== TASK BRIEF ==
Everything from the line containing "Each instance of the spectator" to the last line of the records must be returned verbatim; nothing else belongs in the output.
== Segment start ==
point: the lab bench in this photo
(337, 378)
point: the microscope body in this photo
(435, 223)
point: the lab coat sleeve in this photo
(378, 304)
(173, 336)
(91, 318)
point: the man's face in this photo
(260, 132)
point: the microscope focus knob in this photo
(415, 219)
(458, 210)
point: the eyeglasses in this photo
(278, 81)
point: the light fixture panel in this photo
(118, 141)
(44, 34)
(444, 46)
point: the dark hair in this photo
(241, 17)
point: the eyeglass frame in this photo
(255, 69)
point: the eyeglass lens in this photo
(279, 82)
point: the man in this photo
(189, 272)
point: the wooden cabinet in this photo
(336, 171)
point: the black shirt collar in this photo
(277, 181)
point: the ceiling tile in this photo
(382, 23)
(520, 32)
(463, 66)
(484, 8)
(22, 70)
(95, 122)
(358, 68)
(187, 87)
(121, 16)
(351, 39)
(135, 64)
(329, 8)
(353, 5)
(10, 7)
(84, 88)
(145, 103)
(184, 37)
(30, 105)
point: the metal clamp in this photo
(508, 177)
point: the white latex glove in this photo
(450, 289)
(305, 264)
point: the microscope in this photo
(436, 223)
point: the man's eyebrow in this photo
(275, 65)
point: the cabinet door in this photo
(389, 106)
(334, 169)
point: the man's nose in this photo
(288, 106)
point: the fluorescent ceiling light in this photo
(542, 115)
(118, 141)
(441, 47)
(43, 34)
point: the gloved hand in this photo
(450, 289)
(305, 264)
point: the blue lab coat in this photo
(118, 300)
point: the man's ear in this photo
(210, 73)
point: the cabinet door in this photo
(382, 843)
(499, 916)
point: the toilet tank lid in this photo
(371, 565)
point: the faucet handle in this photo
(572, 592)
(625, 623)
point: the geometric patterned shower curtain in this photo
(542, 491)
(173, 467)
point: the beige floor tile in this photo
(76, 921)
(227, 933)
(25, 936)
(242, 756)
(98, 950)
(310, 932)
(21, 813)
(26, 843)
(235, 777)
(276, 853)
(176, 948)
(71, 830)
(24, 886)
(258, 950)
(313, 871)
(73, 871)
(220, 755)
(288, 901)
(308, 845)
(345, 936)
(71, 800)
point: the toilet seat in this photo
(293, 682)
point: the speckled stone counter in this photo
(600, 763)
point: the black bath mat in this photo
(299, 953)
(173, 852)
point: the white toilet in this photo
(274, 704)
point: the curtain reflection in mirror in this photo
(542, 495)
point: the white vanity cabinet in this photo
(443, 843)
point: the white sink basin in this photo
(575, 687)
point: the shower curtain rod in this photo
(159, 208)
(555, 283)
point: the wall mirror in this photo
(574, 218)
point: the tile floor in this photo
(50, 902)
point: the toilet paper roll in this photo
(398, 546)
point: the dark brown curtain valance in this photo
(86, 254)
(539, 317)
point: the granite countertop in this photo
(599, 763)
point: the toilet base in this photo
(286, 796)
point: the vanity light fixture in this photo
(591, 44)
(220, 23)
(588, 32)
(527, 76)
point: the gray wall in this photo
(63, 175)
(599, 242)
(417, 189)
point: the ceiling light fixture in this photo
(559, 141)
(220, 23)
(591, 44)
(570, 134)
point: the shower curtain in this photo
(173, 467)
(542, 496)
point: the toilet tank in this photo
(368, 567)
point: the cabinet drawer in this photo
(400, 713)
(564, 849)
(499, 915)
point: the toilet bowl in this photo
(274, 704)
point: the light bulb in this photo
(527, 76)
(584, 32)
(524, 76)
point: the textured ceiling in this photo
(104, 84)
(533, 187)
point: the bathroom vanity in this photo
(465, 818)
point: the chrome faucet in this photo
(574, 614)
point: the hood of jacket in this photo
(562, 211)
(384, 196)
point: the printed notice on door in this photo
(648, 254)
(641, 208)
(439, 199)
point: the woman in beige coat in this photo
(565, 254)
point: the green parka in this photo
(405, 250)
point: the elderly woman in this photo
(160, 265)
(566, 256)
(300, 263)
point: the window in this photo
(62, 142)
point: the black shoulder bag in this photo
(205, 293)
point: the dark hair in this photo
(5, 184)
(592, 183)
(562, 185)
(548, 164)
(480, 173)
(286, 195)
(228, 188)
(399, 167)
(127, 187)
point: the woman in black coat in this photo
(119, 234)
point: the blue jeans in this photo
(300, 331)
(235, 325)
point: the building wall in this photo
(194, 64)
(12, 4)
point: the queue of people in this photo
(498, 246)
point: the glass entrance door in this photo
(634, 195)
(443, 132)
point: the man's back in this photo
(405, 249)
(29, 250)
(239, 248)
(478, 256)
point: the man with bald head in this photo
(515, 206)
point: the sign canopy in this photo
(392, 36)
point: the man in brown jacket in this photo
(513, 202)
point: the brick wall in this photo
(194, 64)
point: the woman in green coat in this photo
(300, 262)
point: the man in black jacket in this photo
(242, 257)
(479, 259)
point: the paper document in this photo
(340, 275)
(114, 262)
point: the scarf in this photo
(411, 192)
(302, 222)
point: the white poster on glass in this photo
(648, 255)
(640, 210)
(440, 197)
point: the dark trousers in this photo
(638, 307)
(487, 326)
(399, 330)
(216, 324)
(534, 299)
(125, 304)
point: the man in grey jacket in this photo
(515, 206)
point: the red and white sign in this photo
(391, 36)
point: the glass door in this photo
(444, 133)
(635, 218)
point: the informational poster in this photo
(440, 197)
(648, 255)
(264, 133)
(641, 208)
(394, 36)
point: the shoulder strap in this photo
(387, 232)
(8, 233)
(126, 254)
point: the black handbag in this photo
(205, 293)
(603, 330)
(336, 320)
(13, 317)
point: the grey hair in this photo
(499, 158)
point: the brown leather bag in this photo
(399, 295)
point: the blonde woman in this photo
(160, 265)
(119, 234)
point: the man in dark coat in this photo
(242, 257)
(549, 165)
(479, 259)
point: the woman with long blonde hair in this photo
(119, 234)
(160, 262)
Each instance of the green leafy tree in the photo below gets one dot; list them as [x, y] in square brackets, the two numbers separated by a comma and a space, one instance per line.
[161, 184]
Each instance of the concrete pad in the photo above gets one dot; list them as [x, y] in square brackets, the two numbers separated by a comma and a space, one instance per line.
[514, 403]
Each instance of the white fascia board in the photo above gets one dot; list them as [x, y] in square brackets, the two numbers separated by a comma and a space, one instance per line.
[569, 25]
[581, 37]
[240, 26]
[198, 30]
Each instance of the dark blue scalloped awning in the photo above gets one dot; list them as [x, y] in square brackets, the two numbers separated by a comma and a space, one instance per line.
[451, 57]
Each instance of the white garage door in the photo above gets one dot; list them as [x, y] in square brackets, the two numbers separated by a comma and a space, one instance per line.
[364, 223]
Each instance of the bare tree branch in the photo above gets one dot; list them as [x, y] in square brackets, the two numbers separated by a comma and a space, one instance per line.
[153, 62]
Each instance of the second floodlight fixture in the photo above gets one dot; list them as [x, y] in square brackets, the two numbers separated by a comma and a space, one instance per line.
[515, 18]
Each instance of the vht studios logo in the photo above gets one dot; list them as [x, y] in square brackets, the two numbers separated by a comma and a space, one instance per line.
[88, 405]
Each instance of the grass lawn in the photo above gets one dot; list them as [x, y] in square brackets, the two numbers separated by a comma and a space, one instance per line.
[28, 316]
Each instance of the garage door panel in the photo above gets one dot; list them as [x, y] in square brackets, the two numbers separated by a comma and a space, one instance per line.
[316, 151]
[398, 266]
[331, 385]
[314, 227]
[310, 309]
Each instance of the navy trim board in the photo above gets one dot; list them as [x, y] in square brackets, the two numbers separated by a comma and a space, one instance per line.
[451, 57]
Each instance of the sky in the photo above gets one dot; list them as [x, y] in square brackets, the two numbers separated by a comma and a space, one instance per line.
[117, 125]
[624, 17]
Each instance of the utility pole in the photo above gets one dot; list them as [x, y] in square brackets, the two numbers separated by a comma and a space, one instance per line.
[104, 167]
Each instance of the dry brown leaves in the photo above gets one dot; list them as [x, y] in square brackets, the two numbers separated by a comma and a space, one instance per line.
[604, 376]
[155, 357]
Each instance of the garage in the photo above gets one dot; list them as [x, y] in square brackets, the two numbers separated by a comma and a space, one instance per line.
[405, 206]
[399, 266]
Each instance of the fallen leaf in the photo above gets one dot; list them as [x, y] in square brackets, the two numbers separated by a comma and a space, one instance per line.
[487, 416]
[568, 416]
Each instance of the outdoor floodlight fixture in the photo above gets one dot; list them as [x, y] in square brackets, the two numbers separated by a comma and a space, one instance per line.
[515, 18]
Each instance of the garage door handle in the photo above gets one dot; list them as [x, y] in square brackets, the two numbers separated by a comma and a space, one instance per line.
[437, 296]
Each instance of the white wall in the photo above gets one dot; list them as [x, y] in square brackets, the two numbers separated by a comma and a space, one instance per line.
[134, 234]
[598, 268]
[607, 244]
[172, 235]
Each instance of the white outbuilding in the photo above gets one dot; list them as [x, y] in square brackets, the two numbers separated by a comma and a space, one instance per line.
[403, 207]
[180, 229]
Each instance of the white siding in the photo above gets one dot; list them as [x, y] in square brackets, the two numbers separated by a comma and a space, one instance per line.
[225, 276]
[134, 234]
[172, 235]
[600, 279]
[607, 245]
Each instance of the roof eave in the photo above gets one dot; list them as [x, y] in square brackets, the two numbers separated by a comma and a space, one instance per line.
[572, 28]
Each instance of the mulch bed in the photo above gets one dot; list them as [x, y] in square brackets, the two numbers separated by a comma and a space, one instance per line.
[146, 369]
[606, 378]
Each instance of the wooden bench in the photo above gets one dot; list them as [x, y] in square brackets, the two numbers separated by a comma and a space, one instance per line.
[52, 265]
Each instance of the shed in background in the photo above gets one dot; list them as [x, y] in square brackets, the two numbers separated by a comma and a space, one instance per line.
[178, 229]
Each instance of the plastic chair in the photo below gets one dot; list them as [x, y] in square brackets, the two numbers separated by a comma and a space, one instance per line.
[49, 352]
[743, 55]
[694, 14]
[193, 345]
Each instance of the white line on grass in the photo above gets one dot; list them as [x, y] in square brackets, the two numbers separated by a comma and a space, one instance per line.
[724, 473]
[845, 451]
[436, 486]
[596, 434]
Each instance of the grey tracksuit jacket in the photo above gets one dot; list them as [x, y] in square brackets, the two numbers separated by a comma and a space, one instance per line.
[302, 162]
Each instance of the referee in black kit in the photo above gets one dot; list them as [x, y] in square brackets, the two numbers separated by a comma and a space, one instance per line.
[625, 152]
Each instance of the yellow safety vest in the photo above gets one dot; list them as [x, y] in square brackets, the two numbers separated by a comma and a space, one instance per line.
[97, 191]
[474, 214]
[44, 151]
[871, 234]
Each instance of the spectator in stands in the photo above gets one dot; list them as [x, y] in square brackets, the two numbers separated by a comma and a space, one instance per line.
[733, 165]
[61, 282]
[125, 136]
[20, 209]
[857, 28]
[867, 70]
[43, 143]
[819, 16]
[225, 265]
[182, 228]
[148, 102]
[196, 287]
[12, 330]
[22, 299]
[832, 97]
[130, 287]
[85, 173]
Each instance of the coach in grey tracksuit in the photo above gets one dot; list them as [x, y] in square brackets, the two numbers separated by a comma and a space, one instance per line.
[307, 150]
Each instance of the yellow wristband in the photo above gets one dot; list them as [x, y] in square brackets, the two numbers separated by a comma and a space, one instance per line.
== Segment end ==
== SOLUTION ==
Each instance of the spectator in stands in the photo above gets one dot; list them as [x, y] in square brackets, the two numbers separated by a comma and a space, one instance per line.
[733, 165]
[61, 282]
[125, 136]
[20, 209]
[857, 28]
[867, 70]
[43, 143]
[819, 16]
[225, 265]
[182, 228]
[148, 102]
[196, 287]
[12, 330]
[22, 299]
[832, 97]
[130, 287]
[85, 173]
Each instance of the coach in grey tracksuit in the photo above gets one dot; list them as [x, y] in square brackets, the two numbers separated by a comma and a space, one instance per line.
[307, 150]
Each instance of the yellow wristband in the photo above gets one dot; list them as [x, y] in square brackets, the two numbers separated by a comma and a space, one instance per line.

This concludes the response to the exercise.